* _Your assignment_:
Which lines of the data below include the string "motorbike"? Return each of them.
======
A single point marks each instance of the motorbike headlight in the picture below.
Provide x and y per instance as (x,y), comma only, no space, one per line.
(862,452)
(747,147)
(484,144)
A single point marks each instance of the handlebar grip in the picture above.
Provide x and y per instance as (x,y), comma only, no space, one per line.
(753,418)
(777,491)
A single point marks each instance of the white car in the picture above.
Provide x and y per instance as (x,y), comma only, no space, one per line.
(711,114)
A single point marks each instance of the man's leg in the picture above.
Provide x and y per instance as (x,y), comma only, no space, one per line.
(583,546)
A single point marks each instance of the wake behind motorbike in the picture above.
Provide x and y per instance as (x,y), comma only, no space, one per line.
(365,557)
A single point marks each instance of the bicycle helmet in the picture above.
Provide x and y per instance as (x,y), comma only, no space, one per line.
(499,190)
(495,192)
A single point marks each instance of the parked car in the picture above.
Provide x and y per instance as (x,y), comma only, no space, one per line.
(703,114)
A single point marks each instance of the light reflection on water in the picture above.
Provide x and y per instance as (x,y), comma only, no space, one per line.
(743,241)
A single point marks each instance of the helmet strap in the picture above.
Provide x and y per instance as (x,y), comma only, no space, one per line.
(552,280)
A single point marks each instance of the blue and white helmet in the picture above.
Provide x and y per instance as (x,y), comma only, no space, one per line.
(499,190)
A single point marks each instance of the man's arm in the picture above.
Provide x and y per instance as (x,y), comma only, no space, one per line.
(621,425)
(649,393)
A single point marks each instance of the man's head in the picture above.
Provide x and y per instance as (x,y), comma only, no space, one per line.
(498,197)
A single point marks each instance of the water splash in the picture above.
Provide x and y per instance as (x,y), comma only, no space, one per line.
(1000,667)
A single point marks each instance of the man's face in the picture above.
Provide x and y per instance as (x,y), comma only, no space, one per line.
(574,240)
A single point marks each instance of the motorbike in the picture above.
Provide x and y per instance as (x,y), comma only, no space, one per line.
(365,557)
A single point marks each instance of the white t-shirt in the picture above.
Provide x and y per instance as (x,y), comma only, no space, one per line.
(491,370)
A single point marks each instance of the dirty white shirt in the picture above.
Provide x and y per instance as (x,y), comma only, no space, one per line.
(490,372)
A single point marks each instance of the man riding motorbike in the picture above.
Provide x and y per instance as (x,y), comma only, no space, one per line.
======
* _Your solution_:
A single point marks each instance of the motorbike headlight in the picture below.
A single point marks each instance of the wake behind motorbike in the picture above.
A single point marks each instance of the motorbike in the picture above.
A single point marks each instance of the man riding motorbike in the picture above.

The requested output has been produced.